What is needed: In the forum thread about developing film, copy out everything from "Dev and Print" down to "that's my understanding).", swapping "light tight bag" for "changing bag".

Source extract:
__________________________________________________

I imagine it'd need developing first mate! ;) Use your local shop to dev the negs, then scan them. (y)

So developing the negs and printing them are two very different things? I always thought you popped down to boots or whatever, handed over the film, and went back a day later for finished prints in an envelope.

I cannot get across how ignorant I am to the ENTIRE spectrum of "FILM photography". In my head, you take the film, stick it in a magic sink, and hang prints up to dry. Just like in the movies.

I am totally clueless and out of my depth, it's AWESOME! :D

Gary.
 
Dev and Print are two seperate stages mate. The roll goes from the camera into a light tight bag where it is loaded into the developing tank. Add some chemicals, act like Tom Cruise in coctail, pour the chemicals out and you have your negatives (positives if shooting slide/transparency). Negatives then go into a machine if being done in a batch or into an enlarger if you want to make one print at a time (at least that's my understanding).
 
So developing the negs and printing them are two very different things? I always thought you popped down to boots or whatever, handed over the film, and went back a day later for finished prints in an envelope.

I cannot get across how ignorant I am to the ENTIRE spectrum of "FILM photography". In my head, you take the film, stick it in a magic sink, and hang prints up to dry. Just like in the movies.

I am totally clueless and out of my depth, it's AWESOME! :D

Gary.

Yep.

__________________________________________________

Data:
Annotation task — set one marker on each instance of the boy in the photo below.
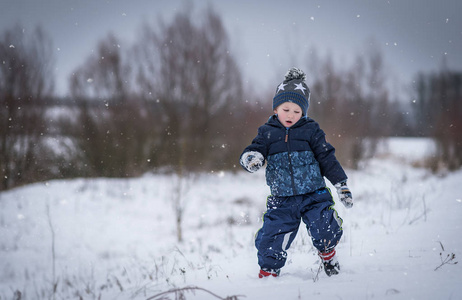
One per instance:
(298, 157)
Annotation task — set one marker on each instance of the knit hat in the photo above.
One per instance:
(293, 89)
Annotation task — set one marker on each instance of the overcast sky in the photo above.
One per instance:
(267, 37)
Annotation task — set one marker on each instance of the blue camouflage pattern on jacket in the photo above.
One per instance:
(298, 158)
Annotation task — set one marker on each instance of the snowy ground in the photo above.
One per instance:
(116, 239)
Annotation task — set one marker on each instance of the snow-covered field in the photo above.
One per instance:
(117, 239)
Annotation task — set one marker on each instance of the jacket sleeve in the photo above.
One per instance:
(325, 155)
(258, 144)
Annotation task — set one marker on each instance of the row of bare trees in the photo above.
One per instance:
(439, 108)
(174, 100)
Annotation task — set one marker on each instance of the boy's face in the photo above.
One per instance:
(288, 113)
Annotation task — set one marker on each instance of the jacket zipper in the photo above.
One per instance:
(290, 162)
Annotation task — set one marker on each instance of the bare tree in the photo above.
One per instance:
(351, 105)
(26, 83)
(112, 121)
(196, 88)
(439, 106)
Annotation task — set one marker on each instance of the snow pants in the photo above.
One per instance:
(282, 220)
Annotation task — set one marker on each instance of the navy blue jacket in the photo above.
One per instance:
(297, 157)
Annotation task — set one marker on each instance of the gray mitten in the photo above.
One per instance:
(252, 161)
(344, 194)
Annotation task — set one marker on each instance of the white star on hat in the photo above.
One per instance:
(281, 87)
(299, 86)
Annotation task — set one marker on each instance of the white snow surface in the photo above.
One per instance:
(116, 238)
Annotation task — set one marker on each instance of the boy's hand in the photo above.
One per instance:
(252, 161)
(344, 194)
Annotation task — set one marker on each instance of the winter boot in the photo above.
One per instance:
(265, 272)
(329, 260)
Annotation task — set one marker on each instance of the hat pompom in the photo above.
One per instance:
(295, 73)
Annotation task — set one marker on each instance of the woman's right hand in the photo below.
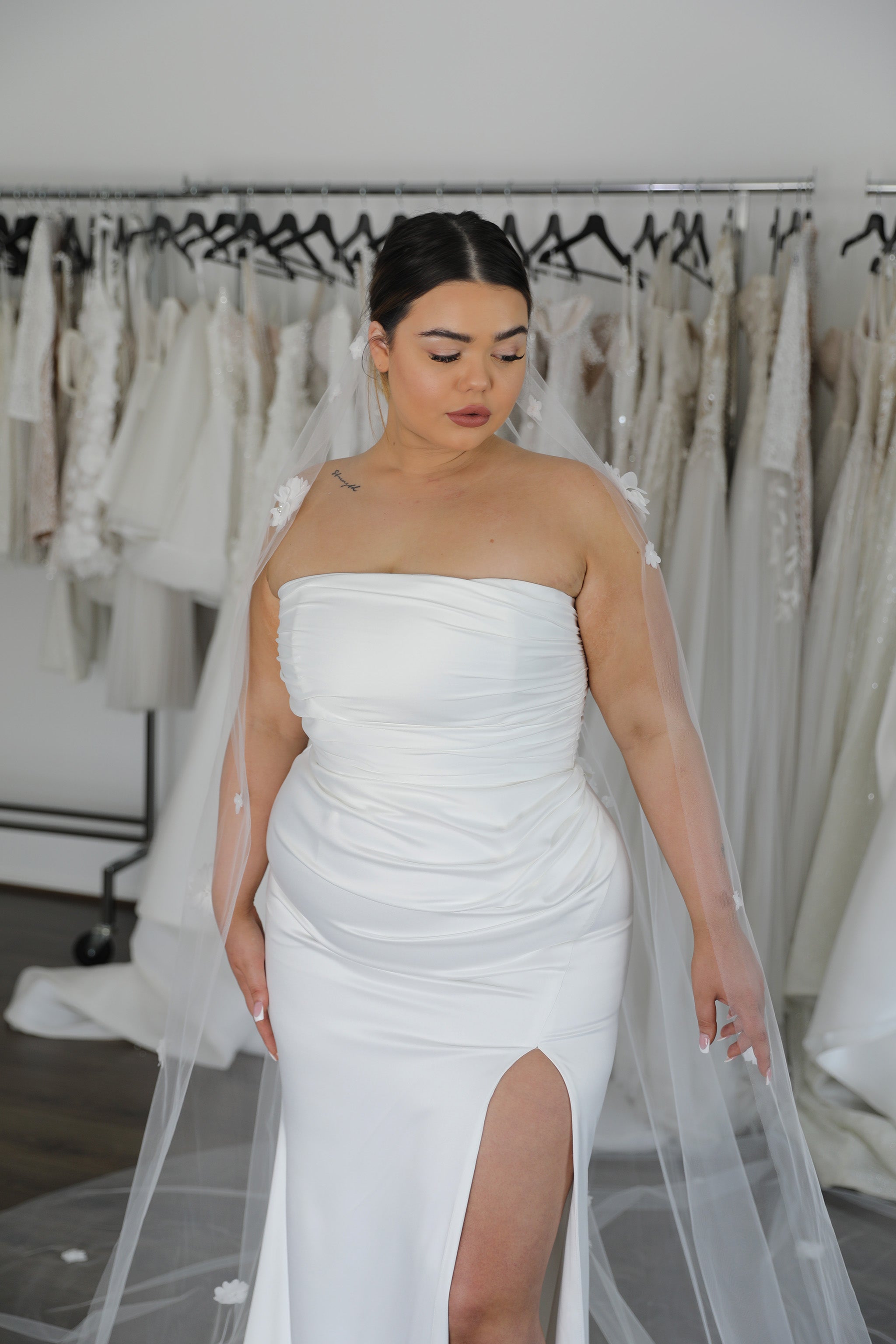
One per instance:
(246, 955)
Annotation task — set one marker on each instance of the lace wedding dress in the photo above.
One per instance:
(659, 310)
(850, 1060)
(81, 545)
(672, 427)
(824, 680)
(698, 562)
(625, 362)
(782, 567)
(167, 434)
(131, 1001)
(191, 552)
(35, 495)
(840, 429)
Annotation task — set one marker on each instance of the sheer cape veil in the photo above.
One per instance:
(707, 1219)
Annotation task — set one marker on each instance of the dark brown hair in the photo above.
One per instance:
(432, 249)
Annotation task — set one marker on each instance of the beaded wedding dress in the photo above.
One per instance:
(698, 562)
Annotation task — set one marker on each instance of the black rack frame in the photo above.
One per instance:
(137, 831)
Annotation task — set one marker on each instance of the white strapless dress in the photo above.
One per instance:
(445, 893)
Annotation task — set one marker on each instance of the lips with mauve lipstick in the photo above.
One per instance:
(471, 417)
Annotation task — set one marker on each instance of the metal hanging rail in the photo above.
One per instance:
(595, 189)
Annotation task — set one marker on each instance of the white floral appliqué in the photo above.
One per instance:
(629, 487)
(231, 1292)
(288, 499)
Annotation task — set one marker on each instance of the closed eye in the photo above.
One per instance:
(449, 359)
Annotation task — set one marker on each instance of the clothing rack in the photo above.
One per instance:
(190, 190)
(97, 945)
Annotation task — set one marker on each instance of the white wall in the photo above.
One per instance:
(119, 93)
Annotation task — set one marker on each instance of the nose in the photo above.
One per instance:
(475, 375)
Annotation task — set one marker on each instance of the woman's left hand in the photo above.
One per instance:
(742, 988)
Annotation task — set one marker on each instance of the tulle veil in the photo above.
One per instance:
(707, 1219)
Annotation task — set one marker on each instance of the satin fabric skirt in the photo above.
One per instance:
(387, 1069)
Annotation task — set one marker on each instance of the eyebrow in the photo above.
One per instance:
(448, 335)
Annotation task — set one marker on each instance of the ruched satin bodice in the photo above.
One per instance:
(441, 773)
(445, 894)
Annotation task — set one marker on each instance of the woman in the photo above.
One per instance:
(449, 905)
(456, 869)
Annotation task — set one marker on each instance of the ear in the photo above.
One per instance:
(378, 343)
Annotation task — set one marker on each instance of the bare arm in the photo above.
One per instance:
(634, 679)
(274, 737)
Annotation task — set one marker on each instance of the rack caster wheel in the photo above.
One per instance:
(96, 947)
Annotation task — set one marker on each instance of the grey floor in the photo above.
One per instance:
(74, 1111)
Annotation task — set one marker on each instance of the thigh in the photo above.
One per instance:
(520, 1183)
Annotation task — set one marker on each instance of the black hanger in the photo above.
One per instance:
(288, 234)
(593, 228)
(363, 229)
(874, 225)
(15, 241)
(648, 236)
(793, 228)
(691, 236)
(514, 234)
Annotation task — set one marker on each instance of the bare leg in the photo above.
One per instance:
(522, 1179)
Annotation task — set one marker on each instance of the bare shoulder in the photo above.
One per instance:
(582, 492)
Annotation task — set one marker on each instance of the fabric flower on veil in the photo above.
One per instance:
(629, 487)
(288, 499)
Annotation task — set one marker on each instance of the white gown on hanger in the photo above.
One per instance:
(8, 449)
(35, 475)
(672, 428)
(784, 577)
(559, 330)
(597, 384)
(409, 972)
(840, 430)
(824, 679)
(758, 314)
(659, 310)
(81, 545)
(698, 562)
(851, 1040)
(131, 999)
(624, 359)
(191, 552)
(167, 434)
(854, 800)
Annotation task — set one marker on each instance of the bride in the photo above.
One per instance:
(468, 861)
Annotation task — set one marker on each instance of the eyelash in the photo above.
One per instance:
(449, 359)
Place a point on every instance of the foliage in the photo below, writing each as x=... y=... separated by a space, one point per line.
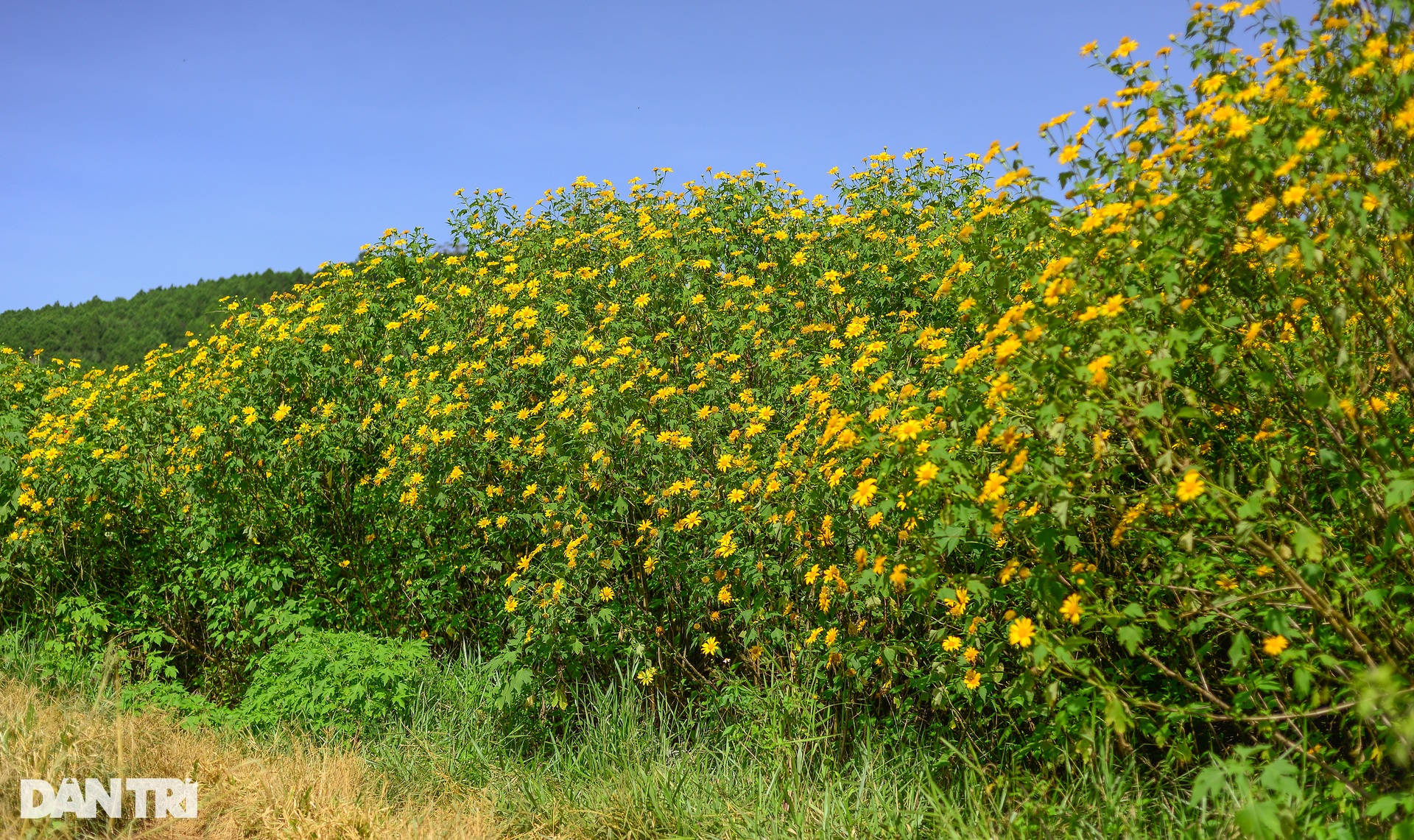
x=121 y=331
x=342 y=680
x=1133 y=468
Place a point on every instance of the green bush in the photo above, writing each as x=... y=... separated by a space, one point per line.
x=334 y=680
x=1128 y=471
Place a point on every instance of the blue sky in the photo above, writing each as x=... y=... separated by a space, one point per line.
x=150 y=144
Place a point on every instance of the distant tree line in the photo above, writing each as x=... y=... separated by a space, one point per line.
x=121 y=331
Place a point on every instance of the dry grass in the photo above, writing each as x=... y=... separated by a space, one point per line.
x=247 y=788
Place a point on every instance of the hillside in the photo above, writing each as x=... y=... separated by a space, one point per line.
x=121 y=331
x=1123 y=476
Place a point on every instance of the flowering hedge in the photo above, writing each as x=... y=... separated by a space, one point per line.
x=1137 y=462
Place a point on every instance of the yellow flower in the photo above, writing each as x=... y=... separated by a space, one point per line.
x=1260 y=210
x=1191 y=487
x=1292 y=196
x=907 y=430
x=1021 y=632
x=1125 y=49
x=994 y=488
x=1097 y=370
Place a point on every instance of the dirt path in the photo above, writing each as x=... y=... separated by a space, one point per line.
x=247 y=789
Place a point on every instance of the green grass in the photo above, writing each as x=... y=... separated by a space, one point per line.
x=624 y=764
x=630 y=767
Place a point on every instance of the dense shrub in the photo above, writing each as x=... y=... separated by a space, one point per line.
x=334 y=680
x=1133 y=465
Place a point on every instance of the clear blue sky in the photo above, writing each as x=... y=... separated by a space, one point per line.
x=147 y=143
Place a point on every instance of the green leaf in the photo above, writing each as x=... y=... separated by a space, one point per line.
x=1307 y=543
x=1239 y=651
x=1131 y=637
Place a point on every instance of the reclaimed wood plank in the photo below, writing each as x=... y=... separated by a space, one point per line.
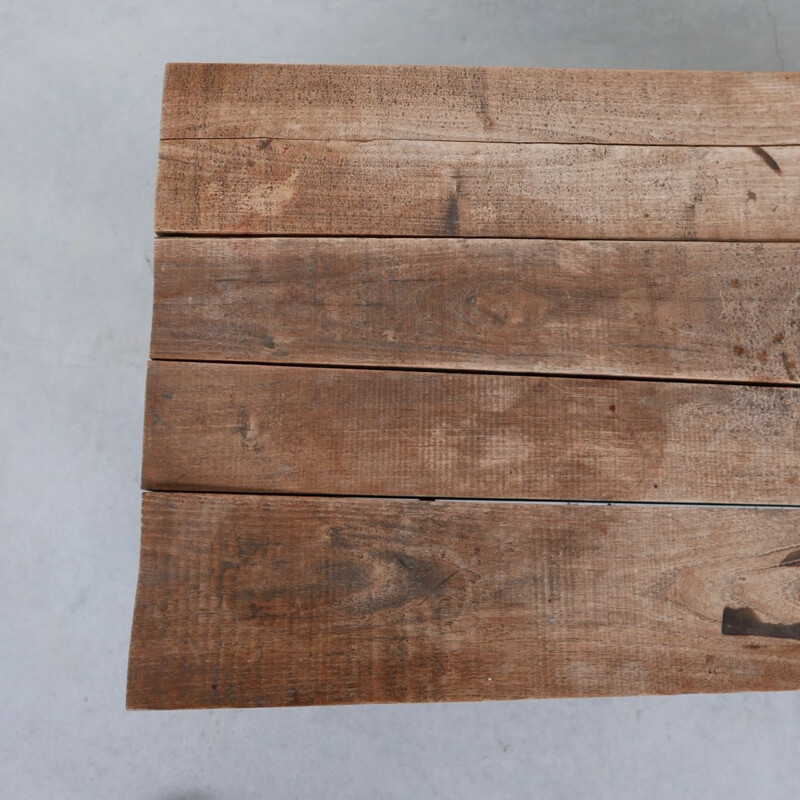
x=480 y=104
x=702 y=311
x=254 y=601
x=228 y=427
x=414 y=188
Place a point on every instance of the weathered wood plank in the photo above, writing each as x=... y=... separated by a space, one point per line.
x=248 y=601
x=227 y=427
x=414 y=188
x=708 y=311
x=480 y=104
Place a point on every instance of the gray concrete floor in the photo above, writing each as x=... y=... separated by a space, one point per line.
x=80 y=87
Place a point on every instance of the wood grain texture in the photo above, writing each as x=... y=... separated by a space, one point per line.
x=708 y=311
x=248 y=601
x=224 y=427
x=414 y=188
x=480 y=104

__________________________________________________

Result below:
Dev and Print are two seperate stages mate. The roll goes from the camera into a changing bag where it is loaded into the developing tank. Add some chemicals, act like Tom Cruise in coctail, pour the chemicals out and you have your negatives (positives if shooting slide/transparency). Negatives then go into a machine if being done in a batch or into an enlarger if you want to make one print at a time (at least that's my understanding).